State how many lines in the records below contain the string "cart", and give nothing besides that number.

The data: Begin

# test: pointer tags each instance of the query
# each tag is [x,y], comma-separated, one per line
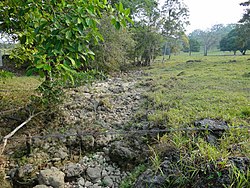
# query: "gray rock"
[217,127]
[51,177]
[149,180]
[121,153]
[25,170]
[94,173]
[42,186]
[107,181]
[61,154]
[88,184]
[104,173]
[81,182]
[96,186]
[73,170]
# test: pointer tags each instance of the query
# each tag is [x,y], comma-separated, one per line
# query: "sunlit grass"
[186,91]
[16,91]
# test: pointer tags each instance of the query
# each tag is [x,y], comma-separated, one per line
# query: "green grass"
[16,91]
[217,87]
[179,92]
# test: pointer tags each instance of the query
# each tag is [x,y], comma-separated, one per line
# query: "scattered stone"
[150,180]
[25,170]
[51,177]
[94,173]
[42,186]
[107,181]
[216,127]
[73,170]
[88,184]
[81,182]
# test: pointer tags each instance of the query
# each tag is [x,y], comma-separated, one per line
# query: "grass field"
[16,91]
[177,93]
[185,89]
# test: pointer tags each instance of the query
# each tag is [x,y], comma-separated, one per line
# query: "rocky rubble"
[87,160]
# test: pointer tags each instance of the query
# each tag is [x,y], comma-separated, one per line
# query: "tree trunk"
[205,50]
[164,53]
[1,60]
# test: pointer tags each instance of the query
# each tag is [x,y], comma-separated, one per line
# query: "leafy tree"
[194,46]
[246,15]
[236,40]
[210,38]
[174,16]
[115,50]
[146,33]
[55,36]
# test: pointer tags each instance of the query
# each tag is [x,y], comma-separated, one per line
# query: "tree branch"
[5,139]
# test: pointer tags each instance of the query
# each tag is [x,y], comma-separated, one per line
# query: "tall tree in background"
[174,16]
[55,36]
[146,32]
[246,16]
[114,52]
[193,46]
[210,38]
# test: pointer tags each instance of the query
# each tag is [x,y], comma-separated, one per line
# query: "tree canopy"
[55,36]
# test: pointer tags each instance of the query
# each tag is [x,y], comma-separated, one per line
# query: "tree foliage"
[236,40]
[55,36]
[114,52]
[210,38]
[193,46]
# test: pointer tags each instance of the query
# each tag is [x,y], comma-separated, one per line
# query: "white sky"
[206,13]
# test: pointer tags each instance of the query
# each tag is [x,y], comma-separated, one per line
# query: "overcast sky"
[205,13]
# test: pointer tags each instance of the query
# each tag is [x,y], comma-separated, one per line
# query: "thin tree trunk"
[164,52]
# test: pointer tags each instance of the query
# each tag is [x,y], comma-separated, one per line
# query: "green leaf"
[120,7]
[68,34]
[72,60]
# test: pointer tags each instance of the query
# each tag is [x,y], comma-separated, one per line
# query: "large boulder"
[51,177]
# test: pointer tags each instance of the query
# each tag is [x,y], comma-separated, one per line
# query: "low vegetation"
[187,89]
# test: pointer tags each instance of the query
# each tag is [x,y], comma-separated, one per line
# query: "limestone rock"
[94,173]
[51,177]
[73,170]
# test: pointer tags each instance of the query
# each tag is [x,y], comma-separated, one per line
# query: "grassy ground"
[16,91]
[206,87]
[185,89]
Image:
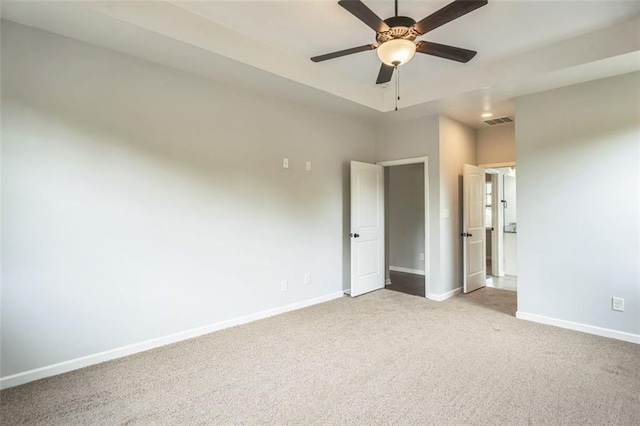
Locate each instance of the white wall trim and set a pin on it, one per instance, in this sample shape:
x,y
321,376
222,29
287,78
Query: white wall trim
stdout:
x,y
444,296
85,361
576,326
489,165
407,270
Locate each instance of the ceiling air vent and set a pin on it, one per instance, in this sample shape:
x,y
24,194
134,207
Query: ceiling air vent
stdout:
x,y
500,120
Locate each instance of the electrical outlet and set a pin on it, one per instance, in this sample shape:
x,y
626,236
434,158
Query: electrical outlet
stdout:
x,y
617,304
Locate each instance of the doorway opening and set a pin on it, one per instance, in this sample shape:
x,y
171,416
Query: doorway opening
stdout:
x,y
501,227
406,225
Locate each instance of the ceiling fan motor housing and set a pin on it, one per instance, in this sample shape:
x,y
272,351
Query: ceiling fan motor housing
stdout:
x,y
399,27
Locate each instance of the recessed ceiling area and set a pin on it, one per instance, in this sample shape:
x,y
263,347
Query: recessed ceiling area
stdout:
x,y
523,47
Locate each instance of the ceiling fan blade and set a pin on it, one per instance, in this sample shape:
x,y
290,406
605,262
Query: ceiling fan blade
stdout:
x,y
343,52
448,13
385,74
444,51
363,13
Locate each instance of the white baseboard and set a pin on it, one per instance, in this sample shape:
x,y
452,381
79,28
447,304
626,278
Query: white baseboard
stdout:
x,y
585,328
85,361
407,270
444,296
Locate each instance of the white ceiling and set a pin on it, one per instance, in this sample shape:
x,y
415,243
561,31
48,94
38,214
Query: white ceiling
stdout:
x,y
523,47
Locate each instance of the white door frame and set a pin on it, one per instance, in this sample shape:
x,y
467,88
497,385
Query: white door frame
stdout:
x,y
497,243
425,161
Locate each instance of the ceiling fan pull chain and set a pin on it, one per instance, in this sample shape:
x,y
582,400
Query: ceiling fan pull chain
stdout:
x,y
397,86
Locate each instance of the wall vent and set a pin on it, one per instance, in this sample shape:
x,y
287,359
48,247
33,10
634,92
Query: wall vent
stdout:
x,y
500,120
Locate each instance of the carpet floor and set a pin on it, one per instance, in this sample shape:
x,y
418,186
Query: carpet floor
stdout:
x,y
381,358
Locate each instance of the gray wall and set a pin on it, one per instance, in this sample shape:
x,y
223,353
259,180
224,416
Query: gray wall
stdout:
x,y
406,216
578,151
497,144
457,147
140,201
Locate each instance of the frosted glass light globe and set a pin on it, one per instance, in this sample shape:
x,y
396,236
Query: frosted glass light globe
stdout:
x,y
396,52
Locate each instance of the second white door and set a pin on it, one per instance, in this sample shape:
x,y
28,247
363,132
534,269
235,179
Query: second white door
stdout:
x,y
473,231
367,228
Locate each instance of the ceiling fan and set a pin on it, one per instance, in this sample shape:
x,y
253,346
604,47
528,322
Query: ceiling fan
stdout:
x,y
396,35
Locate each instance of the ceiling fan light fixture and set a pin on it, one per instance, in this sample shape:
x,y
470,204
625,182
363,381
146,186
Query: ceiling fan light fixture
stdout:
x,y
396,52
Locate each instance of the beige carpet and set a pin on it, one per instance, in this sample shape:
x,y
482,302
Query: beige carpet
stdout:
x,y
382,358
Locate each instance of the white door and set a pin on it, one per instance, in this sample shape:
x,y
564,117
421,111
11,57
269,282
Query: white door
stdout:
x,y
367,228
473,232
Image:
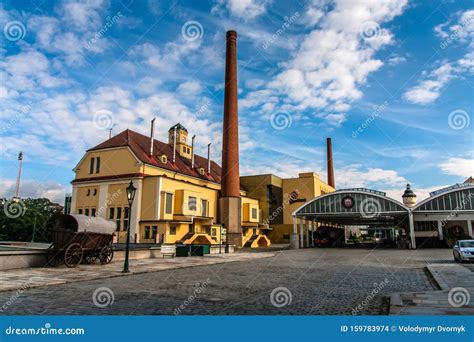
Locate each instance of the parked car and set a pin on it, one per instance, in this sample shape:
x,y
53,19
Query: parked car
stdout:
x,y
463,250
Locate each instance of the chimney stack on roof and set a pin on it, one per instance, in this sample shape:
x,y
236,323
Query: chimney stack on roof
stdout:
x,y
230,201
192,151
330,166
209,158
152,133
230,143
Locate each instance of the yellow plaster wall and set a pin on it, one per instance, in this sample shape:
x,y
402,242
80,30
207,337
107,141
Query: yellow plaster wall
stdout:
x,y
112,162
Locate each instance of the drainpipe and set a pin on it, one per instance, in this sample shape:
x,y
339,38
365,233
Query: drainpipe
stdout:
x,y
192,151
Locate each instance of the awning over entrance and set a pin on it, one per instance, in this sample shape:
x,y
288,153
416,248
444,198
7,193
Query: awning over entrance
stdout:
x,y
354,207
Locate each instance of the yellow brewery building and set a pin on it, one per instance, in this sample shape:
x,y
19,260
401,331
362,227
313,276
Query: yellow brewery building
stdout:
x,y
178,191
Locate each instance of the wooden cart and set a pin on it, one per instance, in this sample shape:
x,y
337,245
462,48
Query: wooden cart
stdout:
x,y
72,244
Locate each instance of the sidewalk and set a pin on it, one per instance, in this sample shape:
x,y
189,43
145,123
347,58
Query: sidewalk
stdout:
x,y
455,297
22,279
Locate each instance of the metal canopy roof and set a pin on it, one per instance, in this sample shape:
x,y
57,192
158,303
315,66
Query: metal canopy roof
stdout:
x,y
356,207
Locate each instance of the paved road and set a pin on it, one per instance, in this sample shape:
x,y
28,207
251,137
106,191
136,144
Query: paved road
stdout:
x,y
311,281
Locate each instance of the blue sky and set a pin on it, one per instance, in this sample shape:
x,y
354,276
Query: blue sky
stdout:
x,y
390,81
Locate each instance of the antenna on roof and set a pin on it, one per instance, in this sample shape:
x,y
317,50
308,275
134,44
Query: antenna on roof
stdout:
x,y
17,189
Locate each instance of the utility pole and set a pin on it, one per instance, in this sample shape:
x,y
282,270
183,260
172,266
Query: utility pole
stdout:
x,y
17,189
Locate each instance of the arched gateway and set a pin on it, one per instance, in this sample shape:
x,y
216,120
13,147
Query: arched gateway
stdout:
x,y
448,214
353,207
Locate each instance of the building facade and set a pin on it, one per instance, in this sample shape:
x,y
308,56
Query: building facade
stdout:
x,y
279,197
177,191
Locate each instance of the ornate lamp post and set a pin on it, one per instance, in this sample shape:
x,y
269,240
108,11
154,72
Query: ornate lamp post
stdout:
x,y
130,196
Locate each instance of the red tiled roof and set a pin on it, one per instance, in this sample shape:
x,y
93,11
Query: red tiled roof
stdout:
x,y
140,145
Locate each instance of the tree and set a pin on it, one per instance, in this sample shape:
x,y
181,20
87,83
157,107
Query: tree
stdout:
x,y
19,219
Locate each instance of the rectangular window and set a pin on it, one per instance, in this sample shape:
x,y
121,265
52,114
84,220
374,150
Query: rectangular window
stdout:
x,y
254,213
192,203
91,166
204,208
426,226
172,230
169,203
97,165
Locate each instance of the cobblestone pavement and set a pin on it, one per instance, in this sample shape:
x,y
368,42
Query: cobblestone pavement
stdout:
x,y
293,282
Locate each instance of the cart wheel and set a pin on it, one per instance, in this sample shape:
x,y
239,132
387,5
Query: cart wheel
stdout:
x,y
90,258
53,259
73,255
106,255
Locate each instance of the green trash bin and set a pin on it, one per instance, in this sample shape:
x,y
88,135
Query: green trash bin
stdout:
x,y
197,250
207,249
182,251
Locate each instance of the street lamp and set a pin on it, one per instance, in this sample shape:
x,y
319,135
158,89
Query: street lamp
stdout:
x,y
130,196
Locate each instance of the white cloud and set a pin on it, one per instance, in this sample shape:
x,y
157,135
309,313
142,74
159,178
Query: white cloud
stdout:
x,y
462,167
429,89
335,59
190,88
395,60
244,9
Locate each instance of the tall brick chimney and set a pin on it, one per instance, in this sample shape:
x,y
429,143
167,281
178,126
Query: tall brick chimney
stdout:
x,y
330,163
230,201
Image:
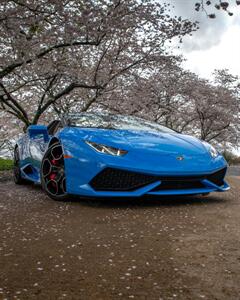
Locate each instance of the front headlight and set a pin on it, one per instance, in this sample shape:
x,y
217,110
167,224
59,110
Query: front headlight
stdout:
x,y
106,149
213,152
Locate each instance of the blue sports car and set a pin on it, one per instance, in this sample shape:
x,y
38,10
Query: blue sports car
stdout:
x,y
100,155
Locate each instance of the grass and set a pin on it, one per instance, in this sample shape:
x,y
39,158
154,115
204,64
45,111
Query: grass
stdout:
x,y
5,164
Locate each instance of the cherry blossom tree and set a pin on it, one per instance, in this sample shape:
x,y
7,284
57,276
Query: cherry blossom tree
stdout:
x,y
53,48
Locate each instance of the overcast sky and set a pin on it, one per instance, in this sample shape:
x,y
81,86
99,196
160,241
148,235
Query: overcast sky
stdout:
x,y
216,45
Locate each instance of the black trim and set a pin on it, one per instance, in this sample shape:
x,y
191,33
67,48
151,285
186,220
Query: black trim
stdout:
x,y
111,179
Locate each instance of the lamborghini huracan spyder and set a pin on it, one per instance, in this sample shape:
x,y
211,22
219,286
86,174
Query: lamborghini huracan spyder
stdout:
x,y
103,155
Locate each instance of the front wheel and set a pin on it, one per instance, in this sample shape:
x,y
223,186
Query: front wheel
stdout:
x,y
53,173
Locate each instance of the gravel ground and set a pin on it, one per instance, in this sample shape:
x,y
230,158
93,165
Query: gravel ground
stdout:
x,y
167,248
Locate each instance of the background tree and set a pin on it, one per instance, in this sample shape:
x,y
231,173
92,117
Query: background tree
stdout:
x,y
51,48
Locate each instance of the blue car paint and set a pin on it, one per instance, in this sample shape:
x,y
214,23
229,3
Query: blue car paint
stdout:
x,y
148,152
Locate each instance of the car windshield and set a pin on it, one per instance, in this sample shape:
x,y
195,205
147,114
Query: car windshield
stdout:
x,y
114,122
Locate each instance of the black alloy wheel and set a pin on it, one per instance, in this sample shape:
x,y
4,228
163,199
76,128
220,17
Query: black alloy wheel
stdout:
x,y
53,173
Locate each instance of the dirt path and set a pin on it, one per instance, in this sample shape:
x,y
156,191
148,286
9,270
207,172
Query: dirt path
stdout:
x,y
178,248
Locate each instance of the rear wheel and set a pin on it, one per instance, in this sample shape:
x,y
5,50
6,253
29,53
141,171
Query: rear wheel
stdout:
x,y
53,173
17,176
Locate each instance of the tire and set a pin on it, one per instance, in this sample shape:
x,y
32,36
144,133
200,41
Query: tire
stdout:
x,y
17,170
53,178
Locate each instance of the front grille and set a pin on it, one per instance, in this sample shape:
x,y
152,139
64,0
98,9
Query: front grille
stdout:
x,y
119,180
111,179
217,177
179,185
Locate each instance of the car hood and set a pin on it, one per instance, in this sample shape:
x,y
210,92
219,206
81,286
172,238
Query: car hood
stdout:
x,y
141,140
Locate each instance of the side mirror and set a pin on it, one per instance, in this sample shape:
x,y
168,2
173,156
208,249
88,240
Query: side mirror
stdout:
x,y
38,132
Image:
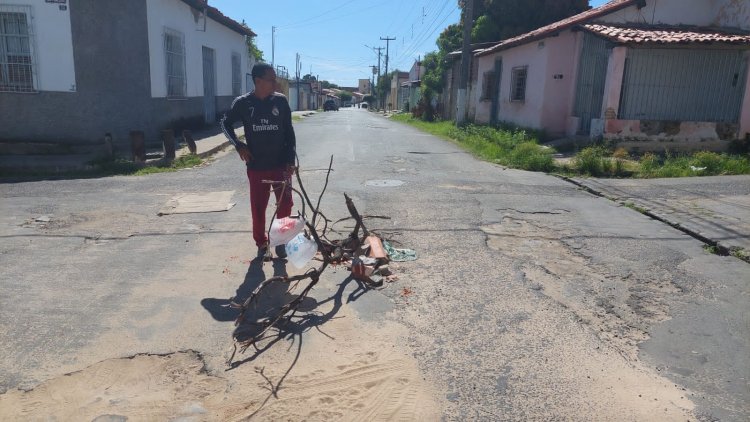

The data: End

● Response box
4